PROBLEMS TO SOLVE:
1. In the post about the costume caravan, who is coordinating all of this year's costumes?
2. Using the post about the costume caravan, explain why Queen Esther wore a different dress in ESTHER & the Secrets in the King's Court.
3. From the post about the costume caravan, echo the passage starting at "As they sang" and ending at "this year's costumes.".

EXCERPT TO READ:
-- BEGIN --
Tuesday, August 21, 2012

The Costumes, the Scenery...

As they sang so energetically in Annie Get Your Gun's "There's No Business Like Show Business," "The costumes, the scenery, the make-up, the props..." - http://www.youtube.com/watch?v=CJvwpufbLyM
These are some of the important elements that go into making Show Business so magical. We've got a terrific "magician" working on this year's production - Ilana Epstein - who is coordinating all of this year's costumes.
Today Ilana, plus production manager Eudice Spitz and director Toby Greenwald, walked through thorns and overgrowth to visit Raise Your Spirits' costume caravan. I popped in with my daughter Bati, as well.
Visiting Raise Your Spirits Costume Caravan was like a trip down memory lane.
The shelves at the end of the caravan were filled with the animal heads from NOAH! Ride the Wave! and the cows from JOSEPH & the Amazing Technicolor Dreamcoat.
There were field hand tunics from RUTH & NAOMI in the Fields of Bethlehem and the dress that Queen Esther wore when she was too pregnant to wear her original costume in ESTHER & the Secrets in the King's Court.
Hanging alone in a white bag were the slippers that I had worn as King Achashverosh in ESTHER ten years ago, along with my scepter. My poor scepter had faded. The globe that showed my (Achashverosh's) domination over the known world had returned somehow to its original form - a tennis ball surrounded with two Slinkies.
-- END --
Saved entries:
-- BEGIN --
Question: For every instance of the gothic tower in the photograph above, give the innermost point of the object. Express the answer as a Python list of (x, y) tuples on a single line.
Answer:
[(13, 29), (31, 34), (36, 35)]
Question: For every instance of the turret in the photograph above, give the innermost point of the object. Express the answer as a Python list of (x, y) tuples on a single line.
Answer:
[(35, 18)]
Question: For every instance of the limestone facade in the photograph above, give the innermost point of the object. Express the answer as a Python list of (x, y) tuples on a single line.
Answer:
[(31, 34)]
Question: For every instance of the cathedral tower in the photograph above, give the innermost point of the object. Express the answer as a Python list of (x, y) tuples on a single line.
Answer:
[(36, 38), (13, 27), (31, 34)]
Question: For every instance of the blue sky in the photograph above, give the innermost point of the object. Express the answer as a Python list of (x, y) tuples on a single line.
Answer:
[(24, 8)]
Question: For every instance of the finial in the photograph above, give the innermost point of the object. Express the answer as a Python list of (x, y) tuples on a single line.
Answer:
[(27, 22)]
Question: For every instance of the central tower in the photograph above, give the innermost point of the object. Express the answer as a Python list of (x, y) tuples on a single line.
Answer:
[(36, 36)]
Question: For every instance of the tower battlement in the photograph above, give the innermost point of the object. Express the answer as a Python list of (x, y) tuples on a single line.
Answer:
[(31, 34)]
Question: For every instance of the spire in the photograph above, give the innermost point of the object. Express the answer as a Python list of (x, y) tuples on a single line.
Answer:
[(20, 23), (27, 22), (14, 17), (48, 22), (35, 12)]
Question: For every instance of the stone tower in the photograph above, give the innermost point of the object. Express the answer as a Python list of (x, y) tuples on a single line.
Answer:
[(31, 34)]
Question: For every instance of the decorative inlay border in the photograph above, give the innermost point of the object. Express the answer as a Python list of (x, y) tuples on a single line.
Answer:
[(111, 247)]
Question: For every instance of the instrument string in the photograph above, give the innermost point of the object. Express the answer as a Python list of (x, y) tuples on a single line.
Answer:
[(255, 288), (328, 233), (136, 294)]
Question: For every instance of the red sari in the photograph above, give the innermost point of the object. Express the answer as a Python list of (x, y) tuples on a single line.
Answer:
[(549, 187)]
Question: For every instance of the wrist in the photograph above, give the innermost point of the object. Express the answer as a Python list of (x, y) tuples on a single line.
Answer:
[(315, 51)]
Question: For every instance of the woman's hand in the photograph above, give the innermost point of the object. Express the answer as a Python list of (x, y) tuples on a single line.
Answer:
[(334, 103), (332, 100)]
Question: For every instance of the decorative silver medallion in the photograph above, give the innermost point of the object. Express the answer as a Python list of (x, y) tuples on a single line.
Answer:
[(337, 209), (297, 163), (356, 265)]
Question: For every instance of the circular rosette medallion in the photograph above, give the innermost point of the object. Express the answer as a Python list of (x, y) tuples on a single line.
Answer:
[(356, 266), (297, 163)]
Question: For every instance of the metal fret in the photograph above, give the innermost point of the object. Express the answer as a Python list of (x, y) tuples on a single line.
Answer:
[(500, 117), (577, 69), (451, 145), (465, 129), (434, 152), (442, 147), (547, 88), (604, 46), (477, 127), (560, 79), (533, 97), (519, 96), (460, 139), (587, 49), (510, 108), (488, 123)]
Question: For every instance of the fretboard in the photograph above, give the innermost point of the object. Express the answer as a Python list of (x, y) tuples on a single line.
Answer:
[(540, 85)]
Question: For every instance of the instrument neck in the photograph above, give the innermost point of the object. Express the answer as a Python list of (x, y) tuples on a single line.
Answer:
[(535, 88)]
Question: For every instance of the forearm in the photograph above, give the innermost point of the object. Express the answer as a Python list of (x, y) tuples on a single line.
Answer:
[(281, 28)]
-- END --
THE RESULTS:
1. Ilana Epstein is coordinating all of this year's costumes.

2. Queen Esther was too pregnant to wear her original costume, so she wore a different dress instead.

3.
As they sang so energetically in Annie Get Your Gun's "There's No Business Like Show Business," "The costumes, the scenery, the make-up, the props..." - http://www.youtube.com/watch?v=CJvwpufbLyM
These are some of the important elements that go into making Show Business so magical. We've got a terrific "magician" working on this year's production - Ilana Epstein - who is coordinating all of this year's costumes.